*** EXTRACT TO READ Section Begins ***

Studio album by Lulu
- Released: July 1979
- Recorded: 1978
- Studios: Air Studios, London
- Genres: Pop, pop rock
- Label: The Rocket Record Company
- Producers: Mark London, Lem Lubin

Lulu chronology
| Heaven and Earth and the Stars (1976) | Don't Take Love for Granted (1979) | Lulu (1981) |

= Don't Take Love for Granted =

Don't Take Love for Granted is an album released in late 1978 by Lulu on Elton John's label, The Rocket Record Company.

==History==
Don't Take Love for Granted was produced by Mark London - composer of Lulu's career record "To Sir With Love" and husband of Lulu's longtime manager Marion Massey - and Lem Lubin, one time bassist with Unit 4 + 2 and Christie and from 1977 A&R head for Rocket Records. According to Lulu the genesis of the album was a request from London that Lulu cut demos of several compositions by Neil Harrison a composer London had recently discovered: the intent was to pitch Harrison's songs to another singer, but as Lulu later said: "As soon as we did the demos it was very obvious that they weren't going to be demos. They were obviously going to be for me."

*** EXTRACT TO READ Section Ends ***

## TASKS TO CARRY OUT
• a. In the article on the Lulu album, who first asked Lulu to record demos of Neil Harrison's songs?
• b. Please continue the article on the Lulu album from where it stops.

*** RAW DATA Section Begins ***

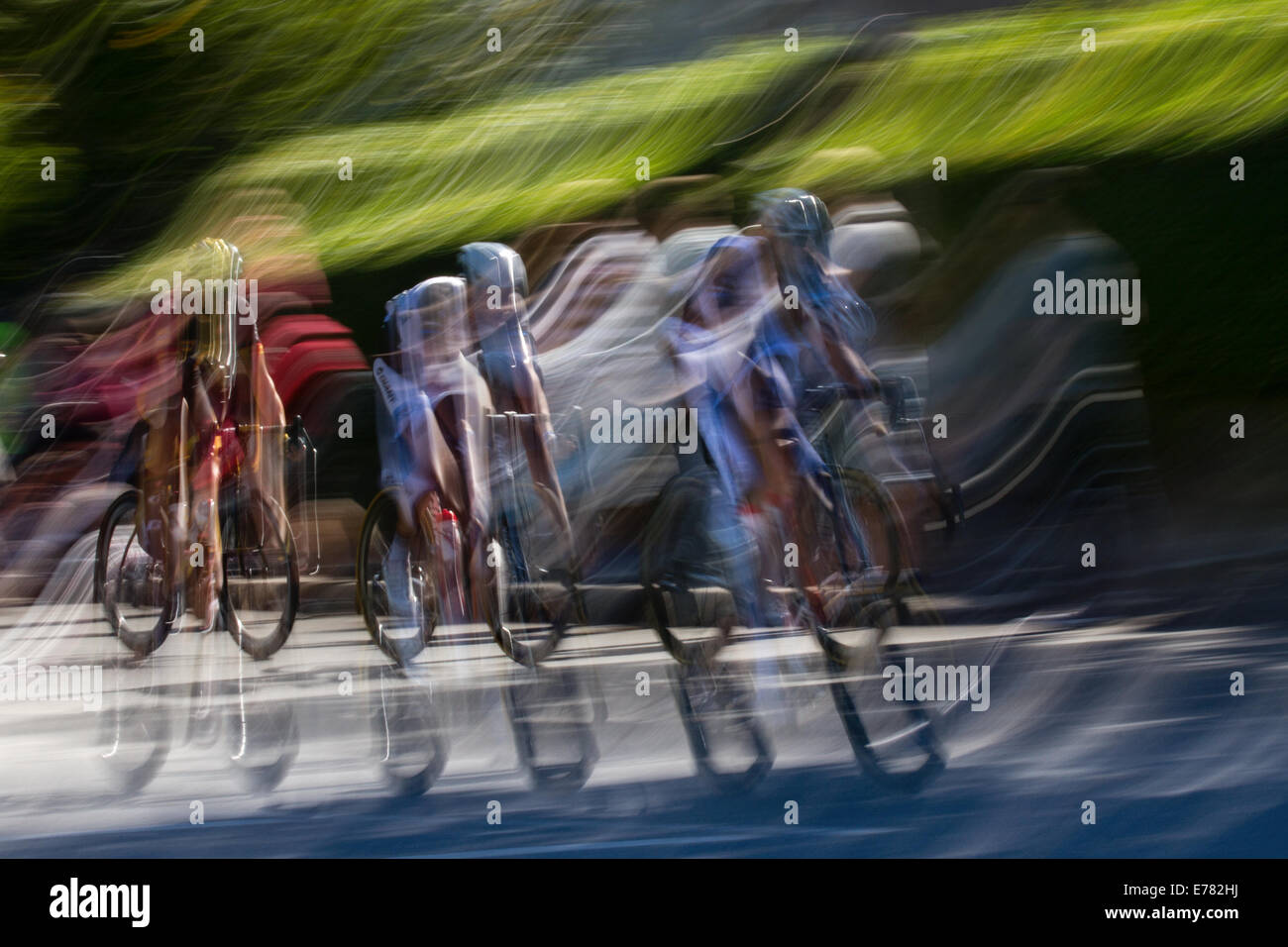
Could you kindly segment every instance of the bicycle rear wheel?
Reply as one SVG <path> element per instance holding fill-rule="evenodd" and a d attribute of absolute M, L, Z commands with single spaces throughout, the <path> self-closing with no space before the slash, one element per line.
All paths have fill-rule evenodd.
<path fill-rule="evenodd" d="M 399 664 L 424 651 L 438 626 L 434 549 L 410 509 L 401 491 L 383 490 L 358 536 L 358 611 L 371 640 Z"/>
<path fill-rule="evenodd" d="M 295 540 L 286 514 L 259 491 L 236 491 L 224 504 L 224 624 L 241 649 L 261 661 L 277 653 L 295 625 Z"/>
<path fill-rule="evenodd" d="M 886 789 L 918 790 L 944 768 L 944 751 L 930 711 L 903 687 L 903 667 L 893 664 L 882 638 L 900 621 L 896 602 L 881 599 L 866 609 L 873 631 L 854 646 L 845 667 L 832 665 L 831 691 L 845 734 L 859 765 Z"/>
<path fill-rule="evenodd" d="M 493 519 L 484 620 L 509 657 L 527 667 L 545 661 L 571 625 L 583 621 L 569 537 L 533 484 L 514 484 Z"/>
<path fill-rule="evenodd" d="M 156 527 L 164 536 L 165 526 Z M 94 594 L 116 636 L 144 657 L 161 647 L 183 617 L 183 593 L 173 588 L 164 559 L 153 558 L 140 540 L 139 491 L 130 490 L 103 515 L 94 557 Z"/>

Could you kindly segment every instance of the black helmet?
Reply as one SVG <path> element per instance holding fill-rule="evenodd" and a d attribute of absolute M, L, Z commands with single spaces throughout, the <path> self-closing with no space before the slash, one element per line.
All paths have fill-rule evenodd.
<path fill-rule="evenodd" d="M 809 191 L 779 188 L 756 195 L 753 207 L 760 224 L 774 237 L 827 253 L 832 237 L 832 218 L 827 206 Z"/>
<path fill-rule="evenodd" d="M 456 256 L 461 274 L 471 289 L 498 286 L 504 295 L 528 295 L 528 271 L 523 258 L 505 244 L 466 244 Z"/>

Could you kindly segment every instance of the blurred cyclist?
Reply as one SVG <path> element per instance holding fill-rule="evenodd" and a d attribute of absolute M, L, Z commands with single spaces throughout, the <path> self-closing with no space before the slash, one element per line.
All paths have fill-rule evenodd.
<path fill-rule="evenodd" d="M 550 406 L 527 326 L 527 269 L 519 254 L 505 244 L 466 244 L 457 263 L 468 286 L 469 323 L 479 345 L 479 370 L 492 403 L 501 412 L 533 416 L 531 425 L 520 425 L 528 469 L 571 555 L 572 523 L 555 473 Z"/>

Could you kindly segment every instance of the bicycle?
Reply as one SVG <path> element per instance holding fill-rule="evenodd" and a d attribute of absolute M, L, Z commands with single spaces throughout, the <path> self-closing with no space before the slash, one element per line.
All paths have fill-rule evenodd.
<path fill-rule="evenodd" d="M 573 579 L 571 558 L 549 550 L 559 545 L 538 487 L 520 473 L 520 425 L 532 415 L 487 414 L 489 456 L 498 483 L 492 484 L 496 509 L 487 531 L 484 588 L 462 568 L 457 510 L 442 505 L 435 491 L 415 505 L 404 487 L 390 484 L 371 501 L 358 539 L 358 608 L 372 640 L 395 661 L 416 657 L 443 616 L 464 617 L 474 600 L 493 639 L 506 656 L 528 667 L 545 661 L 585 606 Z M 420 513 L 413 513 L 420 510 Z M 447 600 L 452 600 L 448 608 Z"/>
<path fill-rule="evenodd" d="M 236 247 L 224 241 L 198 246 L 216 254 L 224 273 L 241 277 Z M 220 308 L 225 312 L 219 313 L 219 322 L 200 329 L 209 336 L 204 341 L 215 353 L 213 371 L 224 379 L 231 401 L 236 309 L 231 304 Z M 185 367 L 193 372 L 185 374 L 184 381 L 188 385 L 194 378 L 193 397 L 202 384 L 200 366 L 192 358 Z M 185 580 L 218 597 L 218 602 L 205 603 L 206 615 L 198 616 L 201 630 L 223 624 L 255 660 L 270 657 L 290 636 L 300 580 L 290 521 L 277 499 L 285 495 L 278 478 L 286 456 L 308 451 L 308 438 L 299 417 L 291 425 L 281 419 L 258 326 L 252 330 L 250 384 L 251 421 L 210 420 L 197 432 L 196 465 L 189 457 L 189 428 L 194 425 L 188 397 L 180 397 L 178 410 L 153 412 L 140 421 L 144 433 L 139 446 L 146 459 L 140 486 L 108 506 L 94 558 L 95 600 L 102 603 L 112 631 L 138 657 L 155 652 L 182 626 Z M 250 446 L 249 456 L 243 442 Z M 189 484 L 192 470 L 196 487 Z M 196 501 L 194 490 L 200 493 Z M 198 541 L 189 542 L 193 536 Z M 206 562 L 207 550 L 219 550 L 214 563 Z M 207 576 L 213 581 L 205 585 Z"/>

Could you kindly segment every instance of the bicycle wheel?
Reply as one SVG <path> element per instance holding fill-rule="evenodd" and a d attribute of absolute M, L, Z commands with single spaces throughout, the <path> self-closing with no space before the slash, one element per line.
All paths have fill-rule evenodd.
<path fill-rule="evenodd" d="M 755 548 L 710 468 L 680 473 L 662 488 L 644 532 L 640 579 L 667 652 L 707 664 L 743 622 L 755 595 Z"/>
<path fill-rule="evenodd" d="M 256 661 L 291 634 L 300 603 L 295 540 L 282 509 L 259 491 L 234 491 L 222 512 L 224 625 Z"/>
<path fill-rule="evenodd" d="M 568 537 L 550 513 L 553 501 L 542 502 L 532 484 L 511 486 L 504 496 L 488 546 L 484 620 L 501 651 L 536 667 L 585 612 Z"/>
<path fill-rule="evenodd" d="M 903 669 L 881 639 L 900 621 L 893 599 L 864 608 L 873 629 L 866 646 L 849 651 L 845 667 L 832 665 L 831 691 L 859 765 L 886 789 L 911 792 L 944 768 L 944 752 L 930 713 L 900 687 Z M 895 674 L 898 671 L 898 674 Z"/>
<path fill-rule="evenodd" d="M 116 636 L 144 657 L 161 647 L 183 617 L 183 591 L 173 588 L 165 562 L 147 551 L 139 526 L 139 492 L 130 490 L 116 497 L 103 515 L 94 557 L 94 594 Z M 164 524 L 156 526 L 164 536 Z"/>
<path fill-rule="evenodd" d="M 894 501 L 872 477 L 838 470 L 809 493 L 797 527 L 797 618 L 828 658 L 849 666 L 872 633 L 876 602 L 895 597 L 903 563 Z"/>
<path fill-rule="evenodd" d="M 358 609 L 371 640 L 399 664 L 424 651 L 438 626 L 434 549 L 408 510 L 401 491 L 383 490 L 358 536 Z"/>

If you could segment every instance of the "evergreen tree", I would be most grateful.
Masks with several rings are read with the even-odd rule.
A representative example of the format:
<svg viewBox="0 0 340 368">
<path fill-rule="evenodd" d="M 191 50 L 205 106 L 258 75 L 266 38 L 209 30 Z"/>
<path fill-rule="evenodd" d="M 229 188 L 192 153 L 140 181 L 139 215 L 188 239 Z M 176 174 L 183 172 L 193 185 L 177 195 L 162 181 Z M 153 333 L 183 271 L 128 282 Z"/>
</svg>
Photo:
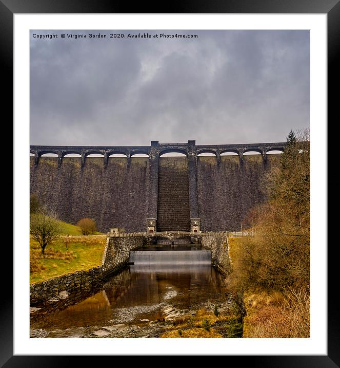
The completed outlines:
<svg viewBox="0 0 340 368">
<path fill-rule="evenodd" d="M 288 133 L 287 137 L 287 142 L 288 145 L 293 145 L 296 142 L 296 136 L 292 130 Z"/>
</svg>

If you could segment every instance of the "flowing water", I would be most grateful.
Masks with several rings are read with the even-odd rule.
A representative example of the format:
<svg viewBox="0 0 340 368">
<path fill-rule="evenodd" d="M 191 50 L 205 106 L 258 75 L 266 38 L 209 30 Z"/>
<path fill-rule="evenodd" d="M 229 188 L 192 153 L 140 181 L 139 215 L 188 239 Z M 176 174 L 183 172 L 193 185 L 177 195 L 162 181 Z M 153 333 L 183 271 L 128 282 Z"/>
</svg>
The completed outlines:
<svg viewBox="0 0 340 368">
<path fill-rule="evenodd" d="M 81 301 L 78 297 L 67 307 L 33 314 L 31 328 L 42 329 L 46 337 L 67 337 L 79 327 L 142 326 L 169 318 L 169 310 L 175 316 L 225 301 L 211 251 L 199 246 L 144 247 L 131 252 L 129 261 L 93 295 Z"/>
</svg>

*** RAW DATA Section Ends ***

## SOLVED PROBLEMS
• a. Mark London asked Lulu to cut demos of several of Neil Harrison's compositions.

• b.
Four of the tracks on the completed Don't Take Love For Granted were Neil Harrison compositions including the title cut which - with Harrison's "Love is the Sweetest Mistake" as B-side - was issued as lead single in September 1978, both in the UK and the US, where neither it nor its parent album attracted any significant attention.

The Don't Take Love For Granted album was released in England in 1979, with the Elton John-Gary Osborne track, "I Don't Care", being replaced by "I Love To Boogie", which was released as a single. The song was written by David Skillins and Mike Stubbs, the principal songwriters for the group Home, which Stubbs had fronted. Produced solely by Mark London, "I Love to Boogie" was released as a UK single, backed by the non-album track "Dance to the Feeling in Your Heart" (Neil Harrison). It was not successful.

The Neil Harrison composition "I Could Never Miss You (More Than I Do)" was eventually released as a single on Alfa Records and become a major hit for Lulu in 1981. "I Could Never Miss You..." and two other Harrison compositions introduced on the Don't Take Love For Granted album: the title cut and "You Are Still a Part of Me", were later included on an otherwise newly recorded 1981 album entitled Lulu.

==Track listing==

1. "Don't Take Love for Granted" (Neil Harrison)
2. "I Could Never Miss You (More Than I Do)" (Neil Harrison)
3. "Come See What Love" (Bryn Haworth)
4. "Fool, Fool" (Troy Seals, Jerry McBee, Max D. Barnes)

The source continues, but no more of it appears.